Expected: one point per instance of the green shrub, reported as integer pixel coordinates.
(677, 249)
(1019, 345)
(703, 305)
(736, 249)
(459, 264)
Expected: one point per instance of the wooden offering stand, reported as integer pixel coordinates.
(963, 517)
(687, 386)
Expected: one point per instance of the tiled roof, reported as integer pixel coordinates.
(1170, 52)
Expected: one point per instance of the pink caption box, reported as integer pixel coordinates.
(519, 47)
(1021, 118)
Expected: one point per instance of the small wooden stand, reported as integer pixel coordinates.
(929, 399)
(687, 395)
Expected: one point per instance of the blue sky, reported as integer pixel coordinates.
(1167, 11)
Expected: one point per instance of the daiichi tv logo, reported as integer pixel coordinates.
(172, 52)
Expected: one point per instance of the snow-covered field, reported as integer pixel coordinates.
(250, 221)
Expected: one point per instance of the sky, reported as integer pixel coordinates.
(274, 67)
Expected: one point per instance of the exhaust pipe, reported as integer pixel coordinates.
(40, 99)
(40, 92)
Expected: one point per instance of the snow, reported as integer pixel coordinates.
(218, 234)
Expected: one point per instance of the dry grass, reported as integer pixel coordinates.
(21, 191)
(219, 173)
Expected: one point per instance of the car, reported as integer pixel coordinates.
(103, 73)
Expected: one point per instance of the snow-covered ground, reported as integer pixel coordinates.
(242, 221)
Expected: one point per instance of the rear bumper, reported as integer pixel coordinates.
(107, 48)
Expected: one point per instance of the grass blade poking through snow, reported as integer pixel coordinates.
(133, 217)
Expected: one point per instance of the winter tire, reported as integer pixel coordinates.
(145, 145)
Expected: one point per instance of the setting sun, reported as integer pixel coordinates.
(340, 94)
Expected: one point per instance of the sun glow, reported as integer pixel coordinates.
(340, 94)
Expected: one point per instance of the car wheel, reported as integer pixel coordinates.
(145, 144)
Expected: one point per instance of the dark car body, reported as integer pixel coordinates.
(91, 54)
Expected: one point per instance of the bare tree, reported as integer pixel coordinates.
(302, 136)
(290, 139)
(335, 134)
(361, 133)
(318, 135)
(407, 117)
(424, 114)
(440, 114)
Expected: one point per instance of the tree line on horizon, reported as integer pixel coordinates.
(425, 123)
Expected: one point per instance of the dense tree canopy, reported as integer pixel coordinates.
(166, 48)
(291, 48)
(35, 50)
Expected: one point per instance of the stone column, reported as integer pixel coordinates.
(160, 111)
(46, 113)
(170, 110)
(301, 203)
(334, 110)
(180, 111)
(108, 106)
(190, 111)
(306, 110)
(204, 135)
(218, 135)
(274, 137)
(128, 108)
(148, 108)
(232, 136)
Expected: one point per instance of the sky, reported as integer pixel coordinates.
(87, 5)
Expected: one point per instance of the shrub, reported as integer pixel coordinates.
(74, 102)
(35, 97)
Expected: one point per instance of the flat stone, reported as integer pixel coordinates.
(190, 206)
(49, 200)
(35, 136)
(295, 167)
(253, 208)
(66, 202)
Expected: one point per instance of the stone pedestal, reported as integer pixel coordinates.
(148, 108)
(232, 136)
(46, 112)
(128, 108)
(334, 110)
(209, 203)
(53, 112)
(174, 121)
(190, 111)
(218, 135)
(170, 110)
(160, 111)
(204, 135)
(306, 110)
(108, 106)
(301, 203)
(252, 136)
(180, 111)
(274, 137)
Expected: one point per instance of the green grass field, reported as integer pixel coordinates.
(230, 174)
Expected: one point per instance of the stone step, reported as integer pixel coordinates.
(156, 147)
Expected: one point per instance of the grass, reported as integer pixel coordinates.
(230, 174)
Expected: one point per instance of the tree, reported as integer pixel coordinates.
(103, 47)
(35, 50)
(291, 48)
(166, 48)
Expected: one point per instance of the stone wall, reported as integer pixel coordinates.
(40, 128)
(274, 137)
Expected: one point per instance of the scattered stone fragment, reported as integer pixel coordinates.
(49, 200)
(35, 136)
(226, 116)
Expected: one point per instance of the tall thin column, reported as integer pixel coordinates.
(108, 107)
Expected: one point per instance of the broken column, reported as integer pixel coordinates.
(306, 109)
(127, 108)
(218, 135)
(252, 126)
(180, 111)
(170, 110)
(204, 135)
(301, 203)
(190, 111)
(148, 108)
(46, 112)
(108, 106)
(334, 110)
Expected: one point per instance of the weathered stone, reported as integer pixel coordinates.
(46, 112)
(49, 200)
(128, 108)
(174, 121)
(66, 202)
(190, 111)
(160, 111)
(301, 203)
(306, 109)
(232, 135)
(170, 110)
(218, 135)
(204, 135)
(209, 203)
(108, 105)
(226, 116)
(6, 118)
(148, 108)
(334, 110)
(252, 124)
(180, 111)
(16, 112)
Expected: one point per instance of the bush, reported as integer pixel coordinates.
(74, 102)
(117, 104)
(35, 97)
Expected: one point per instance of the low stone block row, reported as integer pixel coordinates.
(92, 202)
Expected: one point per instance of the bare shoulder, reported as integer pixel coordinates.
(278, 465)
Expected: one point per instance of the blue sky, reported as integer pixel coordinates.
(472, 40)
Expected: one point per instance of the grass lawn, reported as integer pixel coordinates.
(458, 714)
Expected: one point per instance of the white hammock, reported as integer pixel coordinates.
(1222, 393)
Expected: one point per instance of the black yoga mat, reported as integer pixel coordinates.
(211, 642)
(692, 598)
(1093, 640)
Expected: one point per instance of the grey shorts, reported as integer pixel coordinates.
- - - - -
Each record above should be returned exactly as it appears.

SOLUTION TO THIS EXERCISE »
Expected: one point per instance of the green shrub, reported as integer pixel coordinates.
(677, 249)
(1019, 345)
(703, 305)
(736, 249)
(459, 264)
Expected: one point per instance of the wooden offering stand, reported as integer pixel coordinates.
(963, 517)
(687, 386)
Expected: one point per instance of the tiled roof, reported as integer pixel coordinates.
(1170, 52)
Expected: one point per instance of the pink caption box, reported as integer pixel coordinates.
(519, 47)
(1021, 118)
Expected: one point per instance of the small wooden stand, reported as integer pixel coordinates.
(929, 399)
(687, 395)
Expected: one point per instance of the blue sky, reported as integer pixel coordinates.
(1167, 11)
Expected: one point per instance of the daiichi tv logo, reported as integer pixel coordinates.
(172, 52)
Expected: one point per instance of the snow-covered field, reported as integer pixel coordinates.
(250, 221)
Expected: one point per instance of the sky, reported as integer pixel coordinates.
(274, 67)
Expected: one point per instance of the exhaust pipe, reported as integer pixel coordinates.
(40, 99)
(40, 92)
Expected: one point per instance of the snow, reported as integer pixel coordinates.
(218, 234)
Expected: one point per instance of the dry grass, reported as integer pixel coordinates.
(21, 191)
(219, 173)
Expected: one point per instance of the car, reported as integer pixel coordinates.
(103, 73)
Expected: one point per instance of the snow-covered ground, reported as integer pixel coordinates.
(242, 221)
Expected: one point per instance of the rear bumper, reported as integer pixel coordinates.
(107, 48)
Expected: one point per instance of the grass blade poking through snow, reported as integer pixel coordinates.
(133, 217)
Expected: one point per instance of the winter tire, reported as integer pixel coordinates.
(145, 145)
Expected: one point per instance of the setting sun, reported as integer pixel coordinates.
(340, 94)
Expected: one point per instance of the sun glow, reported as integer pixel coordinates.
(340, 94)
Expected: one point per instance of the car wheel, reported as integer pixel coordinates.
(145, 144)
Expected: one point per instance of the dark car body, reported as integer pixel coordinates.
(91, 54)
Expected: one point per instance of the bare tree, reported as integer pixel coordinates.
(302, 136)
(290, 139)
(335, 134)
(361, 133)
(318, 135)
(407, 117)
(424, 114)
(440, 114)
Expected: one point per instance of the tree line on horizon, reported as integer pixel coordinates.
(425, 123)
Expected: one point per instance of the dense tree canopy, reported as integer pixel coordinates.
(166, 48)
(291, 48)
(35, 50)
Expected: one point per instance of the stone column, reported as integer pixel coordinates.
(160, 111)
(46, 113)
(170, 110)
(301, 203)
(334, 110)
(180, 111)
(108, 106)
(190, 111)
(306, 110)
(204, 135)
(218, 135)
(274, 137)
(128, 108)
(148, 108)
(232, 136)
Expected: one point per instance of the sky, reported as integer pixel coordinates.
(87, 5)
Expected: one point per instance of the shrub, reported as integer pixel coordinates.
(74, 102)
(35, 97)
Expected: one point per instance of the flat stone, reported as integer pixel coordinates.
(190, 206)
(49, 200)
(35, 136)
(295, 167)
(253, 208)
(66, 202)
Expected: one point per instance of the stone pedestal, reported as integer pixel coordinates.
(148, 108)
(232, 136)
(46, 112)
(128, 108)
(334, 110)
(209, 203)
(53, 112)
(174, 121)
(190, 111)
(218, 135)
(170, 110)
(160, 111)
(204, 135)
(306, 110)
(108, 106)
(301, 203)
(252, 136)
(180, 111)
(274, 137)
Expected: one point per instance of the green grass field, reported as integer pixel coordinates.
(230, 174)
Expected: one point per instance of the stone step, reported as integer pixel coordinates.
(156, 147)
Expected: one point per instance of the grass, reported as integer pixel coordinates.
(230, 174)
Expected: one point per instance of the tree, reported as integer pixel coordinates.
(103, 47)
(35, 50)
(291, 48)
(166, 48)
Expected: one point per instance of the stone wall, reported as integer pixel coordinates.
(40, 128)
(274, 137)
Expected: one point per instance of the scattered stone fragment, reported as integer pixel coordinates.
(49, 200)
(35, 136)
(226, 116)
Expected: one point per instance of the tall thin column, reported as integer pixel coordinates.
(108, 107)
Expected: one point per instance of the broken column, reported as integer pixel coordinates.
(306, 109)
(127, 108)
(218, 135)
(252, 126)
(180, 111)
(170, 110)
(204, 135)
(301, 203)
(190, 111)
(148, 108)
(46, 112)
(108, 106)
(334, 110)
Expected: one point per instance of the weathered stone, reported as integer pixel coordinates.
(46, 112)
(49, 200)
(128, 108)
(174, 121)
(66, 202)
(190, 111)
(160, 111)
(301, 203)
(306, 109)
(232, 135)
(170, 110)
(218, 135)
(204, 135)
(209, 203)
(108, 105)
(226, 116)
(6, 118)
(148, 108)
(334, 110)
(252, 124)
(180, 111)
(16, 112)
Expected: one point per instance of the bush, reported as integer pixel coordinates.
(74, 102)
(117, 104)
(35, 97)
Expected: one point per instance of the low stone block row, reported as integer pixel coordinates.
(92, 202)
Expected: one point per instance of the bare shoulder, reported as integer pixel coordinates.
(278, 465)
Expected: one point per instance of the blue sky, reported as integer pixel coordinates.
(472, 40)
Expected: one point per instance of the grass lawn, reported as integer pixel coordinates.
(458, 714)
Expected: one point per instance of the white hammock, reported as integer pixel coordinates.
(1222, 393)
Expected: one point per instance of the black yoga mat, reported as integer pixel coordinates.
(211, 642)
(692, 598)
(1093, 640)
Expected: one point per instance of the grey shorts, reported as integer pixel coordinates.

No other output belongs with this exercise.